Short problem - Rewrite the rows below, replacing every "one point per instance" with "one point for each instance" and leaving everything else unchanged.

Supplied records -
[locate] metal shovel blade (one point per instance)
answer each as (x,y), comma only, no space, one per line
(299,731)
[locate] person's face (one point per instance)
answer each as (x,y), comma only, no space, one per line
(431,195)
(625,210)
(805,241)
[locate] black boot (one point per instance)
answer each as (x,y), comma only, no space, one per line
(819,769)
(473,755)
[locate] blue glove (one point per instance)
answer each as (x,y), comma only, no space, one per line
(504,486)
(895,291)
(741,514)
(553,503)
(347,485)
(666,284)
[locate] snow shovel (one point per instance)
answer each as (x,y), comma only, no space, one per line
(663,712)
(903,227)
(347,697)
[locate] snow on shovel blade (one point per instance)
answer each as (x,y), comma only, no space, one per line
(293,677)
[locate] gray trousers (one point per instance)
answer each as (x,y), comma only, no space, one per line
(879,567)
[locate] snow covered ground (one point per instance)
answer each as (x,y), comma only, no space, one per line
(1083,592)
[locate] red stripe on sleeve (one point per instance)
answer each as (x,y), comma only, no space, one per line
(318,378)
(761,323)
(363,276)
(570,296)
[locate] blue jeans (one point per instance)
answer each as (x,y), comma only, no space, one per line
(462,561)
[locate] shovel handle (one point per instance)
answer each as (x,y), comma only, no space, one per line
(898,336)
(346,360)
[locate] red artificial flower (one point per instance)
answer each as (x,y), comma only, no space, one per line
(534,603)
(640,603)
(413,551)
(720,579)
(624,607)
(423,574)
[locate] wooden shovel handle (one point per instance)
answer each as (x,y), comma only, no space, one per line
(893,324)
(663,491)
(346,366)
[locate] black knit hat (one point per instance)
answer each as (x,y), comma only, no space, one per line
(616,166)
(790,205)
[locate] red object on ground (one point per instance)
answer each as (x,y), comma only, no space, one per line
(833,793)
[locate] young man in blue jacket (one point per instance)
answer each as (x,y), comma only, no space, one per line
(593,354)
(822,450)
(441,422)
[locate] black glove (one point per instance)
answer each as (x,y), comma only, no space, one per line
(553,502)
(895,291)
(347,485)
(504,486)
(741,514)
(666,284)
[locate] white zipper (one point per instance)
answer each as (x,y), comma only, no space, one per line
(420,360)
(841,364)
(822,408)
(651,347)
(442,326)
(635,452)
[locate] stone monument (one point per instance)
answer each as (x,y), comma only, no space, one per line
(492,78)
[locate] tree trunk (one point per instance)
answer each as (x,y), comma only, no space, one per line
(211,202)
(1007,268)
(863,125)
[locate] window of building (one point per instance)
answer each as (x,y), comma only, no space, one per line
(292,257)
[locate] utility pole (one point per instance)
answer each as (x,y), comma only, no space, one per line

Expected output -
[locate] metal shovel blade (one point for each instance)
answer each as (x,y), comma only, no space, one per line
(299,731)
[locate] person's face (one point for each instance)
answer each as (x,y), comma only, no space, one per line
(431,195)
(625,210)
(805,241)
[locate] black boot (one point for each instance)
answer each as (x,y), comma only, no space, one per line
(819,769)
(473,755)
[locate] blue glove (one point for each instance)
answer each as (x,y), comma only, no space, one per line
(504,486)
(895,291)
(741,514)
(553,503)
(347,485)
(666,284)
[locate] snow shovel (one point for each instance)
answer each as (x,y), comma only, no space, one per line
(663,712)
(903,227)
(347,697)
[locate] snow on shovel blade (one point for each instance)
answer each as (x,y), comma only, no space, one per line
(293,677)
[locate] gray trousers (one point for each instance)
answer each as (x,y), comma only, no space, one per line
(879,567)
[locate] snow covered ground (one point for each instance)
answer each as (x,y), comma only, no space, one per line
(1083,592)
[locate] red stripe on sleeve (one point for each instance)
answer each as (x,y), comma only, no space, one per line
(318,378)
(761,323)
(363,276)
(570,296)
[locate] blue jeans (one point for each instance)
answer each as (x,y), comma only, no space, one per line
(462,561)
[locate] shovel handle (one point for each instance)
answer each as (x,y), comma only, no space, one per line
(898,336)
(346,360)
[locate] red artificial flower (one point for each instance)
answer each as (x,y), comma only, no space, one per line
(534,603)
(640,603)
(413,551)
(720,579)
(624,607)
(423,574)
[locate] wooden shovel handle (one point for each instance)
answer each as (x,y), comma only, no space, one per line
(893,324)
(663,491)
(346,366)
[locate] black knit hat (one point for each instance)
answer each as (x,y), comma only, no space, one per line
(616,166)
(790,205)
[locate] red object on ground (one point for each instance)
answer each as (x,y), comma only, no space, one per line
(833,793)
[locate] young man in blue jacket (one point for each instance)
answer each as (x,y), comma only, no space, one per line
(593,354)
(822,450)
(441,422)
[locate] black glove (one point for each instance)
answer each as (x,y), comma only, no space, one per line
(553,502)
(895,291)
(347,485)
(504,486)
(741,514)
(666,284)
[locate] white zipper (one point for each instance)
answer each as (x,y), comma only, no space, one per line
(420,360)
(841,364)
(822,408)
(651,347)
(442,326)
(635,452)
[locate] stone monument (one point for each instance)
answer each as (x,y), comma only, no space, one per line
(492,78)
[locate] tree trunk (one point for each instance)
answer each as (x,y), comma only, no space, one per line
(211,202)
(1007,268)
(863,125)
[locate] window of building (one point for each instance)
answer each as (x,y), comma only, no space, one per line
(292,257)
[locate] utility pole (one point for each instance)
answer each as (x,y), comma only, no space, one per line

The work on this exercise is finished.